■ Exercise text ■
A longtime local government worker is fired after she cooperates with an investigation of sexual harassment allegations against a high-ranking official. The Supreme Court said Friday it will decide whether federal civil rights law protects employees from such retaliation.
The justices agreed to review claims by Vicky Crawford, who was fired in 2003 after more than 30 years as an employee of the school system for Nashville, Tenn., and Davidson County.
Months earlier, investigators interviewed Crawford about the school district's director of employee relations, Gene Hughes, and Crawford told them Hughes had sexually harassed her and other employees.
The investigation found Hughes had acted inappropriately, but did not recommend that he been disciplined.
Instead, Crawford learned she faced charges of irregularities in her job as payroll coordinator, and she was fired. Crawford then filed a federal lawsuit claiming she had been dismissed in retaliation for alleging harassment by Hughes.
A U.S. district judge and a three-judge panel of the 6th U.S. Circuit Court of Appeals dismissed the suit. The courts said the anti-retaliation provision of Title VII of the 1964 Civil Rights Act did not apply to Crawford because she didn't raise harassment claims on her own but merely responded to investigators' questions.
The Bush administration is supporting Crawford. "Internal investigations are an integral aspect of Title VII and there is no reason to leave cooperating witnesses unprotected," said Solicitor General Paul Clement.
The justices also will review a separate case involving age-discrimination claims filed by former workers at the Knolls Atomic Power Lab.

■ Prompt ■
Reproduce the full news report about the Supreme Court agreeing to hear Vicky Crawford's retaliation claim, word for word.

■ Supplied data ■
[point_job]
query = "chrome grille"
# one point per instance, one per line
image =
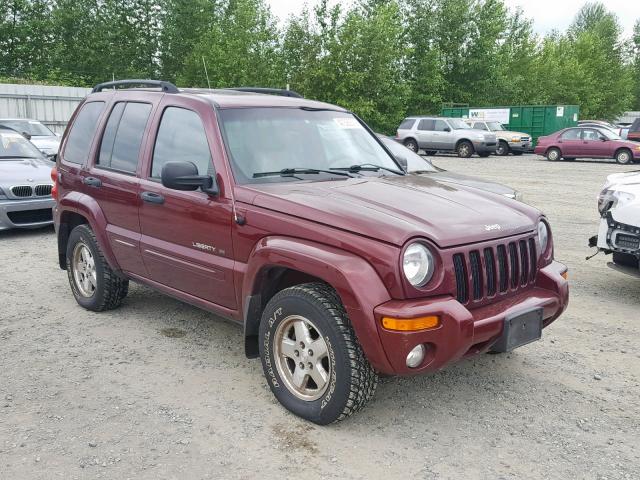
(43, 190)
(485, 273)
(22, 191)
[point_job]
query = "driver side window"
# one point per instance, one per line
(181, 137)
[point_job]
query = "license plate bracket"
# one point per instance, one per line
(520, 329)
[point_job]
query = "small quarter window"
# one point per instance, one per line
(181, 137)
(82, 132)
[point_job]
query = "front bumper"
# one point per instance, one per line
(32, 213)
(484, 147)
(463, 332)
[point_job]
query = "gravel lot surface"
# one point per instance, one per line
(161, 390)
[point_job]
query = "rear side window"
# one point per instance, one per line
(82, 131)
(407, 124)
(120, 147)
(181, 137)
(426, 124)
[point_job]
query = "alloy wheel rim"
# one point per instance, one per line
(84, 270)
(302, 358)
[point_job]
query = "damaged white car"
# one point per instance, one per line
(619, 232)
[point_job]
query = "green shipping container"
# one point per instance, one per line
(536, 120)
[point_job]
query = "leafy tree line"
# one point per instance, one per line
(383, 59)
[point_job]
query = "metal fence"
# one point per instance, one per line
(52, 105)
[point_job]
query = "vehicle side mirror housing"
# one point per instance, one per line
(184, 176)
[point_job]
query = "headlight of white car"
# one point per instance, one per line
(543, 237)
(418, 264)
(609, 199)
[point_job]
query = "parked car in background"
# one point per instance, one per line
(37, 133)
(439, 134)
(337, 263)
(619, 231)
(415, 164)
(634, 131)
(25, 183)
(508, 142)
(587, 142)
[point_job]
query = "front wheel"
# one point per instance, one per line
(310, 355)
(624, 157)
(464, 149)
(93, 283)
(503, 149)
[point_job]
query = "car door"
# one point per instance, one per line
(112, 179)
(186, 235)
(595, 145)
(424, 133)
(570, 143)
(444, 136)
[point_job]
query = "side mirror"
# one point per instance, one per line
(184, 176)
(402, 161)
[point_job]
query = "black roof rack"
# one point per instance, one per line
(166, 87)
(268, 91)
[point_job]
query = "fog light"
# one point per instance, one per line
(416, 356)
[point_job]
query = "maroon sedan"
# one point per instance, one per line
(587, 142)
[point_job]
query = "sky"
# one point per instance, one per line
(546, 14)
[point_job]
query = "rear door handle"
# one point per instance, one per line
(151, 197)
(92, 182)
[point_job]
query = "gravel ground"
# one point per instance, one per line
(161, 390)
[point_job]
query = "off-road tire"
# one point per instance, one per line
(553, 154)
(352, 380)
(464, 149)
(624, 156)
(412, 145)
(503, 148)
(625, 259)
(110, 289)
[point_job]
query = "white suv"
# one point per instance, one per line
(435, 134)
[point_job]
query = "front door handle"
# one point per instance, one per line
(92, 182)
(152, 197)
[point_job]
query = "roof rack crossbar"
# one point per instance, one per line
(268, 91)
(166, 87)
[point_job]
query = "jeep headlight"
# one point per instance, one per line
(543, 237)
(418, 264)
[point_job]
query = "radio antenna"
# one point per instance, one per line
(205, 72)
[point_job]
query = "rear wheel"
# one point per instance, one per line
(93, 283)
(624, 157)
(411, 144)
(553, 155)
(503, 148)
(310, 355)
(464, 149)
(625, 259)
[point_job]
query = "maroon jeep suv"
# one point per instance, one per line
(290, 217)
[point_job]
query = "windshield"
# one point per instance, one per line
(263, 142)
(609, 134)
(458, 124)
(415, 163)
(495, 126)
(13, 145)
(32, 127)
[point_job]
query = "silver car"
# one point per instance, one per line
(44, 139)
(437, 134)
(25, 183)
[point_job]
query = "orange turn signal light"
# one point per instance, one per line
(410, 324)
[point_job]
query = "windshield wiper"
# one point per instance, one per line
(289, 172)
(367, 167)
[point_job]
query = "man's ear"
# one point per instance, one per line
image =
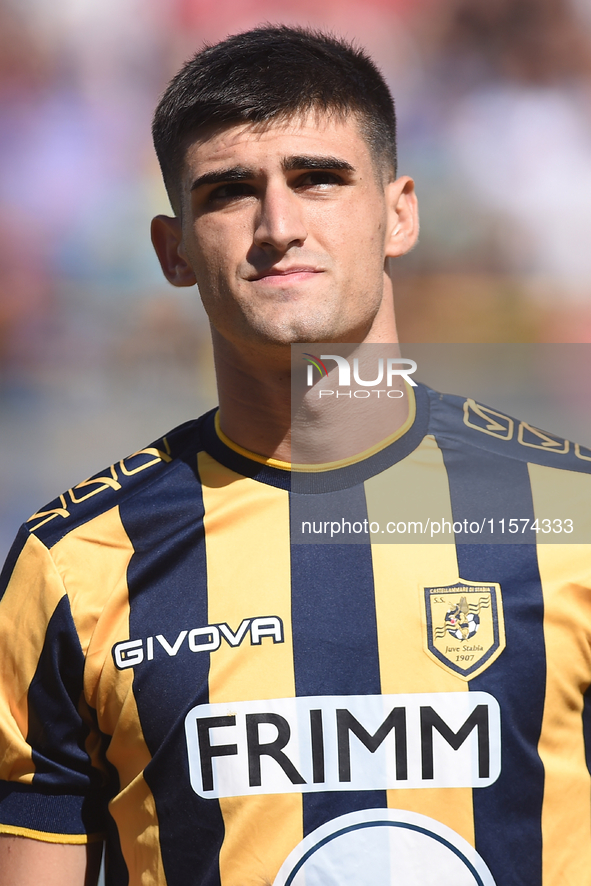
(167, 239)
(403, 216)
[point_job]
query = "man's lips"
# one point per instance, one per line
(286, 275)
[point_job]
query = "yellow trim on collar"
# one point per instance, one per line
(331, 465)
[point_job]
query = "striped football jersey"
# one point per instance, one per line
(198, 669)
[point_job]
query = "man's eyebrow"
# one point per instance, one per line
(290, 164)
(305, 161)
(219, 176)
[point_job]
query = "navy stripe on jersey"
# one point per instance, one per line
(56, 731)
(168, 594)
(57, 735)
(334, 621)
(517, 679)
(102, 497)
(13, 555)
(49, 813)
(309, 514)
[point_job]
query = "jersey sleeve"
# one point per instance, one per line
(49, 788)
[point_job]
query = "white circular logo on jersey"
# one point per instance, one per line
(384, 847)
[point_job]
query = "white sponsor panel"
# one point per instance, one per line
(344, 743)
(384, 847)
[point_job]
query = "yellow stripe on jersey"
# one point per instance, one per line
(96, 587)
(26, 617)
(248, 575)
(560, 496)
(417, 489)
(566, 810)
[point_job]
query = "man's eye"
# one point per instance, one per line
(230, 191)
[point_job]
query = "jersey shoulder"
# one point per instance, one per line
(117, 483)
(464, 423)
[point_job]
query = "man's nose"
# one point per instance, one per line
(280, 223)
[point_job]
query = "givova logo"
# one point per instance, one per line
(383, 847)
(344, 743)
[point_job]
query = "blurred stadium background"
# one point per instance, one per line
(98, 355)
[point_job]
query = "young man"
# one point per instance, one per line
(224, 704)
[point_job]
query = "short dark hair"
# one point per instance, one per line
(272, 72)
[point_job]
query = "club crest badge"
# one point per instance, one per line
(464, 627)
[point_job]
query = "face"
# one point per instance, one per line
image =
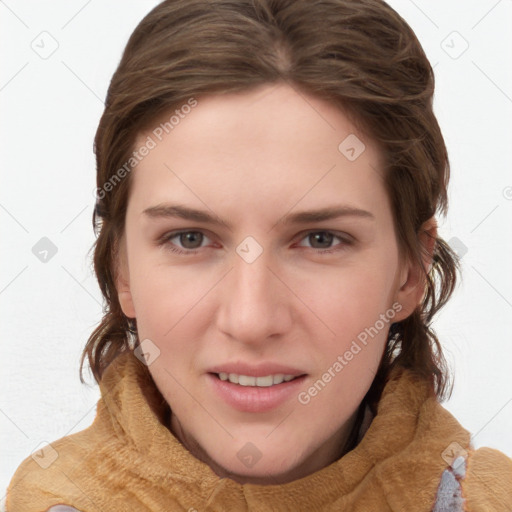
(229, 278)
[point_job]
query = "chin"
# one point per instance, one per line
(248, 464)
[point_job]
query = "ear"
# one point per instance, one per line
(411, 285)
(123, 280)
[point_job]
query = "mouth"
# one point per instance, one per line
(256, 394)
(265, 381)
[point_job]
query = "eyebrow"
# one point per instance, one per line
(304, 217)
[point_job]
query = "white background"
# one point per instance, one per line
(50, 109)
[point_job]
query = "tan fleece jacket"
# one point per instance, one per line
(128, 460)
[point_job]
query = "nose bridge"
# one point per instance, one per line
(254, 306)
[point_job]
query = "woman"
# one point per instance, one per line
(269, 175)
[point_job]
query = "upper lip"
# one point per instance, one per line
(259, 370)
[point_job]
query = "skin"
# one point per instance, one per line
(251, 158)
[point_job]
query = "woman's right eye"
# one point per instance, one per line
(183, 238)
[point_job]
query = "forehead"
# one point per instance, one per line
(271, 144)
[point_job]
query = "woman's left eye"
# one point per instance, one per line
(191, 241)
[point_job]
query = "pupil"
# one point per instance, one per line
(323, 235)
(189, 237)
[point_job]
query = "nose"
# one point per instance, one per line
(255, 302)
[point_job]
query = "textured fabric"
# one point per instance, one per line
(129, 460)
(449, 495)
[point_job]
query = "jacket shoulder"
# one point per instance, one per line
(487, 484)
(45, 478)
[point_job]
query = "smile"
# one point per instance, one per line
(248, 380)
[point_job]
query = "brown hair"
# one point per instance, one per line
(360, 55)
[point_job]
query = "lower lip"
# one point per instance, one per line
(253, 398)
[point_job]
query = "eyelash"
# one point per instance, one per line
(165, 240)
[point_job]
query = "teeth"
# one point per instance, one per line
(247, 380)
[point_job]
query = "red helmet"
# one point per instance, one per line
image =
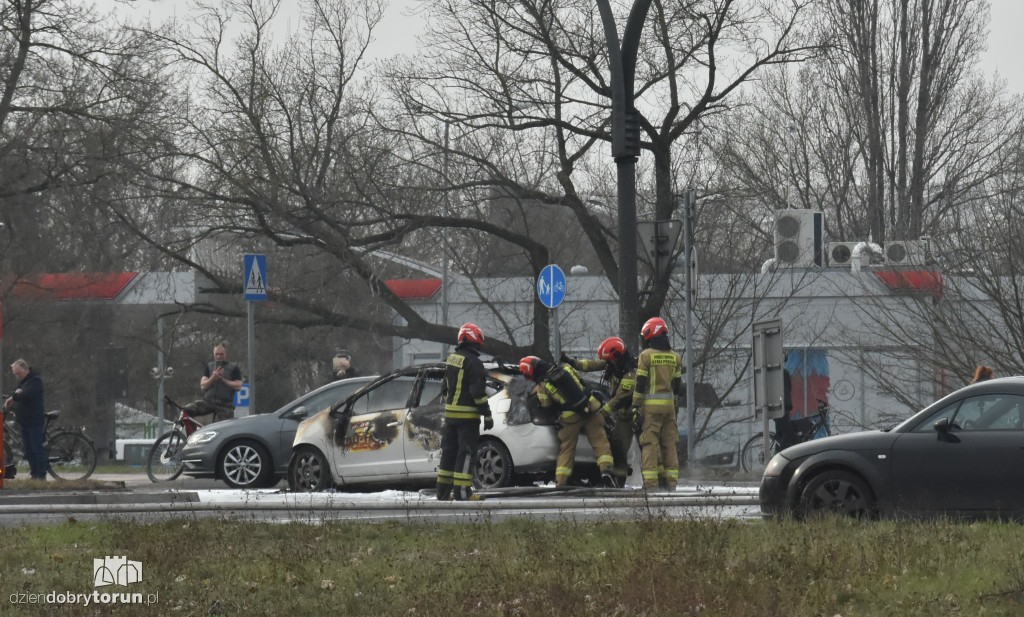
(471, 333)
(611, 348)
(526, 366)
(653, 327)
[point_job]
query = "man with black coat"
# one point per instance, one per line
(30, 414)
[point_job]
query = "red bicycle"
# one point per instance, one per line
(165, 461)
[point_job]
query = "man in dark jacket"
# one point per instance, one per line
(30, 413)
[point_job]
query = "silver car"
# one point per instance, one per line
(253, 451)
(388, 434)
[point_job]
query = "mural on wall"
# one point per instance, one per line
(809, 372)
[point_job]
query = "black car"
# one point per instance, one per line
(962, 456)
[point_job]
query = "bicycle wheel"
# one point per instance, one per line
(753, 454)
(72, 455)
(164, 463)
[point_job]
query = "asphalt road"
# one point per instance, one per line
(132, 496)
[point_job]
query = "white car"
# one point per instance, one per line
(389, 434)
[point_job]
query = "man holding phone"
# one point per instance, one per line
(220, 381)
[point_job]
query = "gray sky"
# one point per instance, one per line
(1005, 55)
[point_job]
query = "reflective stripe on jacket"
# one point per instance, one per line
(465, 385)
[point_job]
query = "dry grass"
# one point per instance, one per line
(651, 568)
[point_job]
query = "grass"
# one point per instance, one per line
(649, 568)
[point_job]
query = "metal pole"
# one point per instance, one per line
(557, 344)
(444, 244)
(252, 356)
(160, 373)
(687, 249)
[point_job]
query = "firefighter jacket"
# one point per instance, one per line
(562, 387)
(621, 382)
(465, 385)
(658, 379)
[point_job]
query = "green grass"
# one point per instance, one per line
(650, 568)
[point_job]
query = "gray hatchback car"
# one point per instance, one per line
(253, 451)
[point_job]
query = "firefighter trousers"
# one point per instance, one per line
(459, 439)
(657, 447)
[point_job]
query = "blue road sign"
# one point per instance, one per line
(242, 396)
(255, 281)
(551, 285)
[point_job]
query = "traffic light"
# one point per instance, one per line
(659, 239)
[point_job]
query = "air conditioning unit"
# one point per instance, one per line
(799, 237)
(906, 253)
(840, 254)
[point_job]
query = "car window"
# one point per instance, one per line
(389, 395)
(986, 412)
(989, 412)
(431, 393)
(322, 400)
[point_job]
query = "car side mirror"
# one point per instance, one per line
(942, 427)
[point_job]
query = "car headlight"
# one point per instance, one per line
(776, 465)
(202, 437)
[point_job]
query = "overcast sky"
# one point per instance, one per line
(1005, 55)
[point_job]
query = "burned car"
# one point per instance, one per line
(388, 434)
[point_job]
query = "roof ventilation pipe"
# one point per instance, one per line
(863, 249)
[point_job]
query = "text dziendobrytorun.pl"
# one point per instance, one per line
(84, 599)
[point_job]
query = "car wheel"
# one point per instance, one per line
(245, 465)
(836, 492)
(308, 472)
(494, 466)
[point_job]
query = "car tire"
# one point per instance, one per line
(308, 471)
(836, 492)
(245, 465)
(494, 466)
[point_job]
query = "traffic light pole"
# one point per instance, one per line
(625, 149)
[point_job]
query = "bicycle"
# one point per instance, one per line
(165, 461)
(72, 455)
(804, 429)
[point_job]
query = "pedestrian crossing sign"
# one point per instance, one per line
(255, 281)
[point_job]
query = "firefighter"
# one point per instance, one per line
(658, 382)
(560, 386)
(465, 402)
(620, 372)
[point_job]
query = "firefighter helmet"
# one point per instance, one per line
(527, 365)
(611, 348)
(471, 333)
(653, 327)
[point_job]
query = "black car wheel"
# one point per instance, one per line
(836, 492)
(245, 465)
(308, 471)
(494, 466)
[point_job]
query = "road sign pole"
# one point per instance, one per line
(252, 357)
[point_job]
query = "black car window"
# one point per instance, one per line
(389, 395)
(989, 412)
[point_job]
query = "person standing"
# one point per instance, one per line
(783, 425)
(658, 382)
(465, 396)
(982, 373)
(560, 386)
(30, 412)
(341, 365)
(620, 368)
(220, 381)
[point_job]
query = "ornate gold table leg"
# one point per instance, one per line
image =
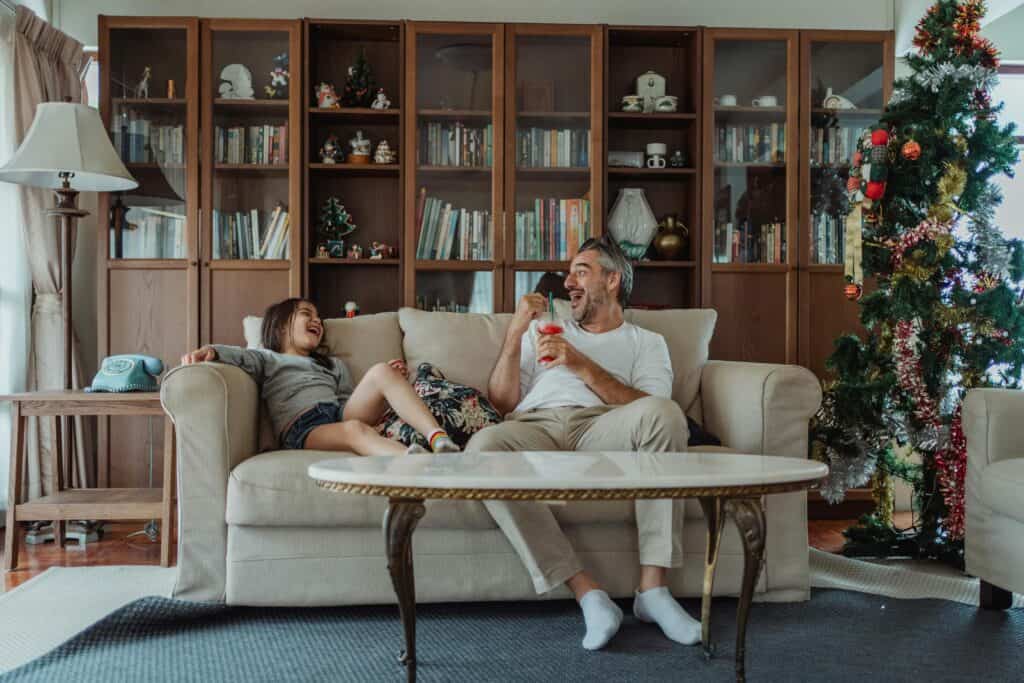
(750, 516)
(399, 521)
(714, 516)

■ Your solution ■
A longtime local government worker is fired after she cooperates with an investigation of sexual harassment allegations against a high-ranking official. The Supreme Court said Friday it will decide whether federal civil rights law protects employees from such retaliation.
The justices agreed to review claims by Vicky Crawford, who was fired in 2003 after more than 30 years as an employee of the school system for Nashville, Tenn., and Davidson County.
Months earlier, investigators interviewed Crawford about the school district's director of employee relations, Gene Hughes, and Crawford told them Hughes had sexually harassed her and other employees.
The investigation found Hughes had acted inappropriately, but did not recommend that he been disciplined.
Instead, Crawford learned she faced charges of irregularities in her job as payroll coordinator, and she was fired. Crawford then filed a federal lawsuit claiming she had been dismissed in retaliation for alleging harassment by Hughes.
A U.S. district judge and a three-judge panel of the 6th U.S. Circuit Court of Appeals dismissed the suit. The courts said the anti-retaliation provision of Title VII of the 1964 Civil Rights Act did not apply to Crawford because she didn't raise harassment claims on her own but merely responded to investigators' questions.
The Bush administration is supporting Crawford. "Internal investigations are an integral aspect of Title VII and there is no reason to leave cooperating witnesses unprotected," said Solicitor General Paul Clement.
The justices also will review a separate case involving age-discrimination claims filed by former workers at the Knolls Atomic Power Lab.